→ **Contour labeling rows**
┄┄┄┄┄┄┄┄┄┄┄┄┄┄┄┄┄┄┄┄

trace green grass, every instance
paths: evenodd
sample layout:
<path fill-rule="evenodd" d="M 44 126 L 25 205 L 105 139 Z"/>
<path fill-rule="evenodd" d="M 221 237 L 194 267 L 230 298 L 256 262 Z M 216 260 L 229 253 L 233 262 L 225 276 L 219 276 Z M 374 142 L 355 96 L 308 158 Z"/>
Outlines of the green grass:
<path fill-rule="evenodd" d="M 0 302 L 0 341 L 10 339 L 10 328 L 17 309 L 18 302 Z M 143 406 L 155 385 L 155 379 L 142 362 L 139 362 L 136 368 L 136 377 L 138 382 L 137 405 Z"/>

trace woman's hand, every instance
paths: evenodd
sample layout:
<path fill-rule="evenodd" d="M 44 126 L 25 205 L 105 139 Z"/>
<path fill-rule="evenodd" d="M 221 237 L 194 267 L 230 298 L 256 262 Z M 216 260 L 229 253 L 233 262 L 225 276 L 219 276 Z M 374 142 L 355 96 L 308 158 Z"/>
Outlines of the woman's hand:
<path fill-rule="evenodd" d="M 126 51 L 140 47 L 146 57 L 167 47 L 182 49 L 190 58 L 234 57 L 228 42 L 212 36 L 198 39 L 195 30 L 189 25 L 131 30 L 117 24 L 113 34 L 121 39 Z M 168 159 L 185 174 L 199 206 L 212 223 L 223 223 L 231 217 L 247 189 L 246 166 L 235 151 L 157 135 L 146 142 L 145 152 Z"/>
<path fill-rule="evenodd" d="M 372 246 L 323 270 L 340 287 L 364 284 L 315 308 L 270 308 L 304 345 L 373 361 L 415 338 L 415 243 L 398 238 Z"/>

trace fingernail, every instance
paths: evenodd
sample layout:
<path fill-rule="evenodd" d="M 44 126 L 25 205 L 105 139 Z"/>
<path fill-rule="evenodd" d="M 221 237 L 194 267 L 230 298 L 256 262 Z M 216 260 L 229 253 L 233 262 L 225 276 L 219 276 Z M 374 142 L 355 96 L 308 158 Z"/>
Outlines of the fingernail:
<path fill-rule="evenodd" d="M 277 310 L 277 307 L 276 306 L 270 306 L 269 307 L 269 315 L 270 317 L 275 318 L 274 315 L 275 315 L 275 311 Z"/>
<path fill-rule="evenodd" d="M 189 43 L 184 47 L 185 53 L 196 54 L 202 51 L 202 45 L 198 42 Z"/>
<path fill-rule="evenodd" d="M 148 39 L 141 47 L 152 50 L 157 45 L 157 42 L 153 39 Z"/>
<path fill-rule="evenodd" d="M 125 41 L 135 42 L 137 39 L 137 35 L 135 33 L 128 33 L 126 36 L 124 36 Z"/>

┄┄┄┄┄┄┄┄┄┄┄┄┄┄┄┄┄┄┄┄

→ **Work to be completed**
Reproduce every one of the rows above word for word, keeping each line the same as it appears.

→ **Written answer**
trace green grass, every instance
paths: evenodd
sample layout:
<path fill-rule="evenodd" d="M 44 126 L 25 205 L 105 139 Z"/>
<path fill-rule="evenodd" d="M 221 237 L 194 267 L 230 298 L 256 262 Z M 216 260 L 229 253 L 233 262 L 225 276 L 219 276 Z M 374 142 L 355 96 L 308 158 Z"/>
Outlines of the green grass:
<path fill-rule="evenodd" d="M 0 302 L 0 341 L 10 339 L 10 328 L 17 309 L 18 302 Z M 143 406 L 155 385 L 155 379 L 142 362 L 139 362 L 136 368 L 136 377 L 138 382 L 137 405 Z"/>

trace woman's hand, every instance
paths: evenodd
sample layout:
<path fill-rule="evenodd" d="M 44 126 L 25 205 L 105 139 Z"/>
<path fill-rule="evenodd" d="M 221 237 L 194 267 L 230 298 L 256 262 Z M 216 260 L 229 253 L 233 262 L 225 276 L 219 276 Z M 374 142 L 355 96 L 308 158 Z"/>
Outlines of the woman's hand:
<path fill-rule="evenodd" d="M 126 51 L 140 47 L 146 57 L 167 47 L 182 49 L 190 58 L 234 57 L 228 42 L 212 36 L 198 39 L 195 30 L 189 25 L 131 30 L 117 24 L 113 34 L 121 39 Z M 168 159 L 185 174 L 199 206 L 212 223 L 223 223 L 231 217 L 247 189 L 246 166 L 235 151 L 157 135 L 146 142 L 145 152 Z"/>
<path fill-rule="evenodd" d="M 372 246 L 323 270 L 340 287 L 364 284 L 315 308 L 270 308 L 304 345 L 373 361 L 415 338 L 415 243 L 398 238 Z"/>

trace fingernail, every instance
paths: evenodd
sample layout:
<path fill-rule="evenodd" d="M 44 126 L 25 205 L 105 139 Z"/>
<path fill-rule="evenodd" d="M 221 237 L 194 267 L 230 298 L 256 262 Z M 216 260 L 229 253 L 233 262 L 225 276 L 219 276 Z M 374 142 L 355 96 L 308 158 Z"/>
Outlines of the fingernail:
<path fill-rule="evenodd" d="M 277 310 L 277 307 L 276 306 L 270 306 L 269 307 L 269 315 L 270 317 L 275 318 L 274 315 L 275 315 L 275 311 Z"/>
<path fill-rule="evenodd" d="M 189 43 L 184 47 L 185 53 L 196 54 L 202 51 L 202 45 L 198 42 Z"/>
<path fill-rule="evenodd" d="M 148 39 L 141 47 L 152 50 L 157 45 L 157 42 L 153 39 Z"/>
<path fill-rule="evenodd" d="M 125 41 L 135 42 L 137 39 L 137 35 L 135 33 L 128 33 L 126 36 L 124 36 Z"/>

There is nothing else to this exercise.